# Set problem
Pick out every line of the items below that contains the word "brown", and copy each such line in full.

** START OF Source data **

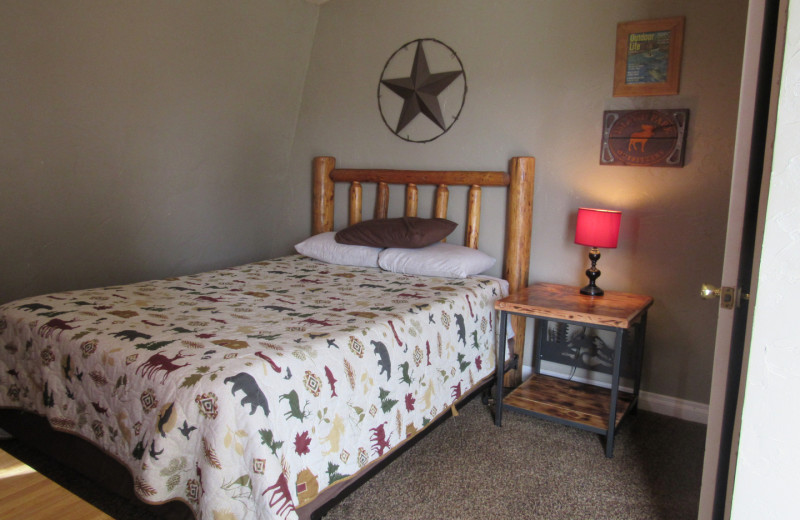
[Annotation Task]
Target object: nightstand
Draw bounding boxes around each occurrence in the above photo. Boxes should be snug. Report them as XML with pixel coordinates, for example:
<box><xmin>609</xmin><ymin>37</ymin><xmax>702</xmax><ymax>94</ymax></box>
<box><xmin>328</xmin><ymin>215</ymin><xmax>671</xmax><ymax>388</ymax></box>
<box><xmin>495</xmin><ymin>283</ymin><xmax>653</xmax><ymax>458</ymax></box>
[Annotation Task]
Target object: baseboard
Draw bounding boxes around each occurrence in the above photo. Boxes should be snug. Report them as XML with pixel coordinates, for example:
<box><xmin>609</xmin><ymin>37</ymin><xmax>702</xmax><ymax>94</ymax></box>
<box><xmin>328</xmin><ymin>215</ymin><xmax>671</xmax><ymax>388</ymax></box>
<box><xmin>522</xmin><ymin>362</ymin><xmax>708</xmax><ymax>424</ymax></box>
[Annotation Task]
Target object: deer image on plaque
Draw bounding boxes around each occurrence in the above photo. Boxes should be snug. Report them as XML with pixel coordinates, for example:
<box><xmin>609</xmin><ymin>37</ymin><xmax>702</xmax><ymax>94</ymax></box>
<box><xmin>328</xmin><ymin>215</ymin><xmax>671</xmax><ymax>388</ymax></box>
<box><xmin>600</xmin><ymin>108</ymin><xmax>689</xmax><ymax>167</ymax></box>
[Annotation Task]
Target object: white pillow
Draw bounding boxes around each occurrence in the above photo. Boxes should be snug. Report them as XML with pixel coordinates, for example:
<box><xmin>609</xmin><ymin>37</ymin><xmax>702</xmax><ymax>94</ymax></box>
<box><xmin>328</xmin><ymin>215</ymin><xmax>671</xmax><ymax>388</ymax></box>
<box><xmin>378</xmin><ymin>242</ymin><xmax>495</xmax><ymax>278</ymax></box>
<box><xmin>294</xmin><ymin>231</ymin><xmax>381</xmax><ymax>267</ymax></box>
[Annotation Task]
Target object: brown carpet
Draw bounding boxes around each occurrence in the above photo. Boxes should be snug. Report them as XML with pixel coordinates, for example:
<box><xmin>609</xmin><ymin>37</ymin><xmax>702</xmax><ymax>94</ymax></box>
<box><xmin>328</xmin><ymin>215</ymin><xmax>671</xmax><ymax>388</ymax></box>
<box><xmin>0</xmin><ymin>399</ymin><xmax>705</xmax><ymax>520</ymax></box>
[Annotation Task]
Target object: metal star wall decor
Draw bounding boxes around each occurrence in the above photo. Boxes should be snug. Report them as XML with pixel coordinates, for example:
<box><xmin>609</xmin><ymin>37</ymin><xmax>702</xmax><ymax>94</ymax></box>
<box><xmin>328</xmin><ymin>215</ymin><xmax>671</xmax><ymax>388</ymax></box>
<box><xmin>378</xmin><ymin>38</ymin><xmax>467</xmax><ymax>143</ymax></box>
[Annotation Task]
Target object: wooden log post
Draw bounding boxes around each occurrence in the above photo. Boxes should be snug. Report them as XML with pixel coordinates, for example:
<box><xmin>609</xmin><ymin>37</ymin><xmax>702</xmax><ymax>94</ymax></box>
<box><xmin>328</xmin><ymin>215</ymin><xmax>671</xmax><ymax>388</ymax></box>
<box><xmin>464</xmin><ymin>185</ymin><xmax>481</xmax><ymax>249</ymax></box>
<box><xmin>374</xmin><ymin>182</ymin><xmax>389</xmax><ymax>219</ymax></box>
<box><xmin>311</xmin><ymin>157</ymin><xmax>336</xmax><ymax>235</ymax></box>
<box><xmin>348</xmin><ymin>181</ymin><xmax>362</xmax><ymax>226</ymax></box>
<box><xmin>503</xmin><ymin>157</ymin><xmax>536</xmax><ymax>387</ymax></box>
<box><xmin>406</xmin><ymin>184</ymin><xmax>419</xmax><ymax>217</ymax></box>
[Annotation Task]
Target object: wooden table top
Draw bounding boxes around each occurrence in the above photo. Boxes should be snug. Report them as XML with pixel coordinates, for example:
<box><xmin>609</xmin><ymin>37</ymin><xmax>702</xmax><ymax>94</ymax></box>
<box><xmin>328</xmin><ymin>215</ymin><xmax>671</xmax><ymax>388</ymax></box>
<box><xmin>0</xmin><ymin>450</ymin><xmax>112</xmax><ymax>520</ymax></box>
<box><xmin>495</xmin><ymin>283</ymin><xmax>653</xmax><ymax>329</ymax></box>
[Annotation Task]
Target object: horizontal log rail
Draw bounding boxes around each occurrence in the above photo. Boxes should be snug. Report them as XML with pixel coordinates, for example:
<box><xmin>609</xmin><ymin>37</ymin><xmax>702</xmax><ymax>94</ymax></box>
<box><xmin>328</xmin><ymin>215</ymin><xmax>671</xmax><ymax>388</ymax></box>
<box><xmin>331</xmin><ymin>169</ymin><xmax>511</xmax><ymax>186</ymax></box>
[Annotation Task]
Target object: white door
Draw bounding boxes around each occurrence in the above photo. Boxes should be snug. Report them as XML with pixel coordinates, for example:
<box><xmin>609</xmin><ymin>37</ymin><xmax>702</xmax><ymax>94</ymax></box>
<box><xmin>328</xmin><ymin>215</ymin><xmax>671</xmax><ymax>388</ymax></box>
<box><xmin>698</xmin><ymin>0</ymin><xmax>786</xmax><ymax>520</ymax></box>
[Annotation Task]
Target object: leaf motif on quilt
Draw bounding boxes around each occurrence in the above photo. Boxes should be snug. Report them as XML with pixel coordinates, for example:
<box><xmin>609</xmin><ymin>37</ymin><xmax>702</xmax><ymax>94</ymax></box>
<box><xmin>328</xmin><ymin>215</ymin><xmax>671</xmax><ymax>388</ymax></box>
<box><xmin>203</xmin><ymin>437</ymin><xmax>222</xmax><ymax>469</ymax></box>
<box><xmin>294</xmin><ymin>431</ymin><xmax>311</xmax><ymax>455</ymax></box>
<box><xmin>133</xmin><ymin>477</ymin><xmax>158</xmax><ymax>497</ymax></box>
<box><xmin>378</xmin><ymin>387</ymin><xmax>397</xmax><ymax>413</ymax></box>
<box><xmin>344</xmin><ymin>359</ymin><xmax>356</xmax><ymax>390</ymax></box>
<box><xmin>278</xmin><ymin>390</ymin><xmax>309</xmax><ymax>422</ymax></box>
<box><xmin>258</xmin><ymin>429</ymin><xmax>283</xmax><ymax>455</ymax></box>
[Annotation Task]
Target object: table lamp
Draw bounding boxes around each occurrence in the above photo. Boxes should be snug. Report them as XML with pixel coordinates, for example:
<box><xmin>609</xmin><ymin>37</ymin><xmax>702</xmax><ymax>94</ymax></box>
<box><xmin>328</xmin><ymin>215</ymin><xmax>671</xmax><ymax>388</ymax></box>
<box><xmin>575</xmin><ymin>208</ymin><xmax>622</xmax><ymax>296</ymax></box>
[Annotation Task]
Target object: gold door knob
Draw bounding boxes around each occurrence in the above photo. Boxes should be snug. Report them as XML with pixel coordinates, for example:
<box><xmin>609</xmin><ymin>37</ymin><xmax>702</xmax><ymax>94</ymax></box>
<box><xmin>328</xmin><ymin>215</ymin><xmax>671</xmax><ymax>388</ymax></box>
<box><xmin>700</xmin><ymin>283</ymin><xmax>720</xmax><ymax>300</ymax></box>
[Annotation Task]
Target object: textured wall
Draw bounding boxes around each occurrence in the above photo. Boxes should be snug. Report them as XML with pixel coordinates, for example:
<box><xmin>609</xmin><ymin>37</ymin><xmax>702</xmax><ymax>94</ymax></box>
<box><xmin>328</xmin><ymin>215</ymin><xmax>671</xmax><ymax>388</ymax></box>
<box><xmin>0</xmin><ymin>0</ymin><xmax>318</xmax><ymax>302</ymax></box>
<box><xmin>731</xmin><ymin>2</ymin><xmax>800</xmax><ymax>520</ymax></box>
<box><xmin>290</xmin><ymin>0</ymin><xmax>747</xmax><ymax>402</ymax></box>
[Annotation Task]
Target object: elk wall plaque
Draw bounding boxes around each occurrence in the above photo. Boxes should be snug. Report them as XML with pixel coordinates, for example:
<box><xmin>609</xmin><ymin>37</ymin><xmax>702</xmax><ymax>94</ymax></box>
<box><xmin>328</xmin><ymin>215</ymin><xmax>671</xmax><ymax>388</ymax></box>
<box><xmin>600</xmin><ymin>108</ymin><xmax>689</xmax><ymax>168</ymax></box>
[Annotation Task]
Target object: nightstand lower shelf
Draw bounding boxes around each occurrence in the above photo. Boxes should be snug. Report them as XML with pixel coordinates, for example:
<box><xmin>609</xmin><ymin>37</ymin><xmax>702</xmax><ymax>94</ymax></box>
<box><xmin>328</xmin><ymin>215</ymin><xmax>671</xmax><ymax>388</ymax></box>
<box><xmin>503</xmin><ymin>374</ymin><xmax>636</xmax><ymax>434</ymax></box>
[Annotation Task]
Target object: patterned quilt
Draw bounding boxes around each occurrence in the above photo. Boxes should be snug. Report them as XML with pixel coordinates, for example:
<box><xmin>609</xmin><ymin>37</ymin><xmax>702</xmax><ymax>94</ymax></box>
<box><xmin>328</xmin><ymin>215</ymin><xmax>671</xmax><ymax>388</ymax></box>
<box><xmin>0</xmin><ymin>255</ymin><xmax>505</xmax><ymax>519</ymax></box>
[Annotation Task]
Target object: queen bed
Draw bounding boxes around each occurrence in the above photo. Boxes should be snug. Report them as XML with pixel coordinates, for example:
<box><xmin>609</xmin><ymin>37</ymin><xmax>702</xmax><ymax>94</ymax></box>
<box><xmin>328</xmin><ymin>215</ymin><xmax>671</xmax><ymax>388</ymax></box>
<box><xmin>0</xmin><ymin>157</ymin><xmax>534</xmax><ymax>519</ymax></box>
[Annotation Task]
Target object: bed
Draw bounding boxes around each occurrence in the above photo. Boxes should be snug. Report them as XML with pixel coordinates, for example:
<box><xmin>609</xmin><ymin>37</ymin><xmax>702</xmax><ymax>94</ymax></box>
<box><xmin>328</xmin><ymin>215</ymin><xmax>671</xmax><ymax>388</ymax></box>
<box><xmin>0</xmin><ymin>157</ymin><xmax>534</xmax><ymax>519</ymax></box>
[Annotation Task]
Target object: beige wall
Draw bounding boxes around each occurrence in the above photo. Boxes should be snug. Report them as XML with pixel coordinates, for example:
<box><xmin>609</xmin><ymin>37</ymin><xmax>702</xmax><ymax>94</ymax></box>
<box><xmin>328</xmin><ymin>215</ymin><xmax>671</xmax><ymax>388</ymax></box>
<box><xmin>0</xmin><ymin>0</ymin><xmax>318</xmax><ymax>302</ymax></box>
<box><xmin>0</xmin><ymin>0</ymin><xmax>746</xmax><ymax>402</ymax></box>
<box><xmin>290</xmin><ymin>0</ymin><xmax>747</xmax><ymax>402</ymax></box>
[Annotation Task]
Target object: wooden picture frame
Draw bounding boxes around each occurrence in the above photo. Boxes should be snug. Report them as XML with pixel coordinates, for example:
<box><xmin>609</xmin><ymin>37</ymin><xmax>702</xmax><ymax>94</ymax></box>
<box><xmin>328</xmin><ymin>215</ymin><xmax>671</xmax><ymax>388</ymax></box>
<box><xmin>614</xmin><ymin>16</ymin><xmax>685</xmax><ymax>97</ymax></box>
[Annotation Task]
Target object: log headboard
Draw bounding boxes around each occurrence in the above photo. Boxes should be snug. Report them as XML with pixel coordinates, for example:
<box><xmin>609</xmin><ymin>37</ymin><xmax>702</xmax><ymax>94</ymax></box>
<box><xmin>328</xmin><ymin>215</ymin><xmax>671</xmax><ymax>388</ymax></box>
<box><xmin>311</xmin><ymin>157</ymin><xmax>535</xmax><ymax>385</ymax></box>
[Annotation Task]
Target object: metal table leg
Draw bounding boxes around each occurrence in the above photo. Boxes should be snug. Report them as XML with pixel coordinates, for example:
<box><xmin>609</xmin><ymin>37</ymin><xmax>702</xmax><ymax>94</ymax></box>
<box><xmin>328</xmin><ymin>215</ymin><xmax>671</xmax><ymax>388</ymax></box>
<box><xmin>606</xmin><ymin>329</ymin><xmax>625</xmax><ymax>459</ymax></box>
<box><xmin>494</xmin><ymin>311</ymin><xmax>508</xmax><ymax>426</ymax></box>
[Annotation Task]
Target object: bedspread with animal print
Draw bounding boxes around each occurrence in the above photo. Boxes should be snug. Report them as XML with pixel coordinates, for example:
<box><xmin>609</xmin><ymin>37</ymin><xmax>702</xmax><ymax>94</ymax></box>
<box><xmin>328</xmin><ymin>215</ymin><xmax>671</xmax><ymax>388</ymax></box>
<box><xmin>0</xmin><ymin>255</ymin><xmax>505</xmax><ymax>519</ymax></box>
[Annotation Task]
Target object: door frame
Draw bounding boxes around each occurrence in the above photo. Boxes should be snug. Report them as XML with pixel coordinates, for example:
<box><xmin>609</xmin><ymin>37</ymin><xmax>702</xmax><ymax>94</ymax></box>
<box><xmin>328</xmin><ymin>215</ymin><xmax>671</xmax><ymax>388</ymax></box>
<box><xmin>698</xmin><ymin>0</ymin><xmax>788</xmax><ymax>520</ymax></box>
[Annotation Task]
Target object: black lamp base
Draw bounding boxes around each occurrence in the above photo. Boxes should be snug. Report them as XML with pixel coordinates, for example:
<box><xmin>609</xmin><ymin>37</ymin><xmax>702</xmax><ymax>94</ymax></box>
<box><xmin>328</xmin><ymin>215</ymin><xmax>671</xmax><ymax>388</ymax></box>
<box><xmin>581</xmin><ymin>284</ymin><xmax>605</xmax><ymax>296</ymax></box>
<box><xmin>581</xmin><ymin>247</ymin><xmax>605</xmax><ymax>296</ymax></box>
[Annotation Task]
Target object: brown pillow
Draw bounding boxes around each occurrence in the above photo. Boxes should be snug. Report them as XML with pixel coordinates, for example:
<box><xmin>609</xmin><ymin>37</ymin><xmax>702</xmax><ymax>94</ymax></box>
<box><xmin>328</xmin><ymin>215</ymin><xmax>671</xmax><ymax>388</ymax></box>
<box><xmin>335</xmin><ymin>217</ymin><xmax>458</xmax><ymax>248</ymax></box>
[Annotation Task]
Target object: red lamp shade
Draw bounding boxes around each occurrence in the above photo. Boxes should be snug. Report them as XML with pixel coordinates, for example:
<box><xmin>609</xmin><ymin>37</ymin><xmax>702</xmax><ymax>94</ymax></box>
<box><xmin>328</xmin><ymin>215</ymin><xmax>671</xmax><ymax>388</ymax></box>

** END OF Source data **

# Exercise solution
Target object: brown carpet
Target object: brown pillow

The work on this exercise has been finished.